--- start SELECTED EXCERPT ---

Okay, perfect. And then just shifting gears over real quick on the rig side. I guess I saw that contract extension on the Scepter in Mexico. Does this sort of pave the way for potentially an extension or an incremental work on the Ambassador as it rolls off later this quarter?
Greg, this is Ron. The Scepter, I think it was a good arrangement between us and Pemex, but I would probably not connect the dots to the Ambassador. I think it is quite likely here that it should be winding down in ‘16. So, I wouldn't model her -- I wouldn't model the Ambassador beyond where she is today.
Your next question comes from the line of Mike Urban with Deutsche Bank.
Does the agreement with GE require any change in the contracts with your customers or does that relationship remains the same?
The relationship effectively stays the same. Obviously our customers were involved as we were getting to the finish line on setting up the agreement with GE but both customers were very, very positive. And as I go around the industry and I visit the executives in charge of drilling, not just for my own customers but for other E&P operators out there, they are very positive on this construct; they see it as a win for everybody in deepwater drilling.

--- end SELECTED EXCERPT ---
--- start GIVEN RECORDS ---

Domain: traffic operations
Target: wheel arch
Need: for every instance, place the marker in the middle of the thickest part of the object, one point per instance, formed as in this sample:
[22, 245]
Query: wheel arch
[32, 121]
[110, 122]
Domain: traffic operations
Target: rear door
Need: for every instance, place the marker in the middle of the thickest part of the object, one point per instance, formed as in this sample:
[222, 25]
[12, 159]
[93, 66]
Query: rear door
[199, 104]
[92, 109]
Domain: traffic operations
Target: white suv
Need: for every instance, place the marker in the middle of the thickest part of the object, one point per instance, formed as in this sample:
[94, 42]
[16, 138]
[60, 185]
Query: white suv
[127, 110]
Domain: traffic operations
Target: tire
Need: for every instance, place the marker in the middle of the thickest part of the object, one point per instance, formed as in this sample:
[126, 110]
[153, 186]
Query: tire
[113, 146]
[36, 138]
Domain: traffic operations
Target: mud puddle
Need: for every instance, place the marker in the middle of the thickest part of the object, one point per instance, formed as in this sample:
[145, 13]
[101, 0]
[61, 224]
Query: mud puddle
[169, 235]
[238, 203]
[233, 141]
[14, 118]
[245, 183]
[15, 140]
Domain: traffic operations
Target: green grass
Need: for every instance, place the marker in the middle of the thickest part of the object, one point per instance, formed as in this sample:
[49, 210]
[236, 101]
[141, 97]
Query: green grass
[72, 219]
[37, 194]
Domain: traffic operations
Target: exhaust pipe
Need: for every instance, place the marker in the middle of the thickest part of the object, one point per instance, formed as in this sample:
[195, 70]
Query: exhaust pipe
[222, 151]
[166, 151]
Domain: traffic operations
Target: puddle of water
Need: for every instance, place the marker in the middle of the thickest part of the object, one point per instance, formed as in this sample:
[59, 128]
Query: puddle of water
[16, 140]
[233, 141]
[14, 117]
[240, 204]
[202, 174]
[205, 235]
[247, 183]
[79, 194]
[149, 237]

--- end GIVEN RECORDS ---

YOUR TASKS:
1 - Rewrite the paragraph of the call transcript beginning "The relationship effectively stays the same" in a shorter form, keeping its main facts.
2 - Reproduce everything in the call transcript from "Okay, perfect. And" down to "she is today.".

ANSWERS IN ORDER:
1 - The relationship with customers stays essentially the same. Customers took part as the agreement with GE was being finalized, and both were very positive. Drilling executives across the industry, including those at other E&P operators, also view the arrangement very positively and see it as a win for everyone in deepwater drilling.

2 -
Okay, perfect. And then just shifting gears over real quick on the rig side. I guess I saw that contract extension on the Scepter in Mexico. Does this sort of pave the way for potentially an extension or an incremental work on the Ambassador as it rolls off later this quarter?
Greg, this is Ron. The Scepter, I think it was a good arrangement between us and Pemex, but I would probably not connect the dots to the Ambassador. I think it is quite likely here that it should be winding down in ‘16. So, I wouldn't model her -- I wouldn't model the Ambassador beyond where she is today.